Исходный текст:
У нас на Петроградской в домах в основном газовые колонки – хлопотно, конечно, зато воду летом не отключают. Когда наша колонка сломалась, мастер вытащил из нее диковинную деталь – латунный змеевик размером с небольшую кастрюлю – и заменил, поскольку она текла. Эта штука оказалась такой причудливой конфигурации, что мы ее не выбросили, а поставили на подоконник в качестве объекта современного искусства. Однажды утром, выйдя на кухню, мы со старшим сыном обнаружили на столе сложенный вдвое тетрадный листок с единственным словом – большими буквами, синей шариковой ручкой: ВОЙНА. Это младший сын нам оставил, убегая в университет.
Этот листок мы повесили на нашего латунного монстра. Так он там с тех пор и висит. Наша семья разрушена, жизнь разбита, и каждый раз, глядя из своего далека в пространство своей кухни, знакомое до сантиметра, я вижу этот листок. И думаю о том дне, когда смогу его снять – своей рукой.
Сколько всего было за эти два года – и первый шок, и ужас, и дикий, разъедающий стыд за то, что творит твоя страна, а ты ничего не можешь сделать, и передачи в ментовку старшему сыну, отсидевшему 9 суток за антивоенную акцию, и толпы на Верхнем Ларсе, и надежды первого военного лета, когда Украина наступала, а потом – гадкое, ползучее чувство, что ее предают, не давая оружия, но вынуждая наступать снова, – классическая перемежающаяся лихорадка от надежды к отчаянию и наконец – к тяжелому, мутному ощущению, что все это надолго, надолго, и холодный спазм где-то в солнечном сплетении: а доживем ли?
Не знаю. Никто не знает. Еще и израильская резня по осени подоспела – и показалось, что война наступает уже со всех сторон. А теперь вот и Авдеевка пала, и наши заводы раскочегарились и день и ночь клепают смерть, и конца этому не видно.
И как много при этом появилось в мире жителей Изумрудного города, глядящих вокруг через зеленые очки: главная проблема – климат, воевать больше не будем, самая страшная угроза – не кроется ли в улыбке твоего коллеги призрак харассмента. И не то чтобы эти прекрасные люди даже сейчас вдруг резко сняли очки и увидели себя в лесу Людоеда, где они на самом деле и находятся, но все-таки процесс пошел, хоть и медленно.

Исходные данные:
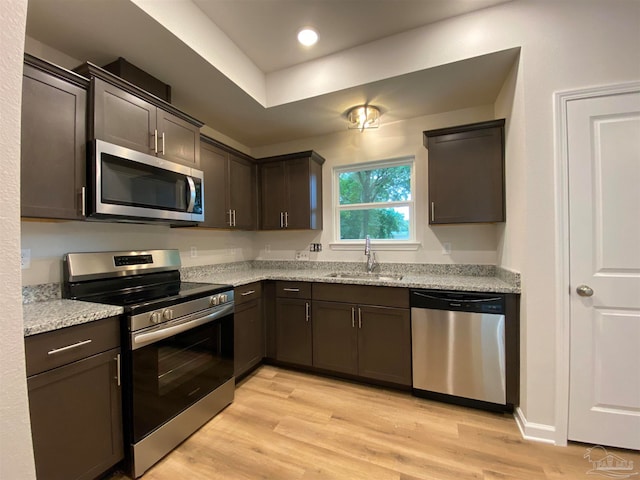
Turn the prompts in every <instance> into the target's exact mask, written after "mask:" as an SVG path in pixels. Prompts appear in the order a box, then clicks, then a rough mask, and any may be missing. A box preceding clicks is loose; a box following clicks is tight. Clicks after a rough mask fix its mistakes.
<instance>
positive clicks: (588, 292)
mask: <svg viewBox="0 0 640 480" xmlns="http://www.w3.org/2000/svg"><path fill="white" fill-rule="evenodd" d="M576 292H578V295H580V296H581V297H590V296H591V295H593V289H592V288H591V287H590V286H588V285H579V286H578V288H576Z"/></svg>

Рабочее задание: Сколько суток, согласно исходному тексту, отсидел старший сын и за что?

Ответ ниже: Старший сын отсидел 9 суток за антивоенную акцию.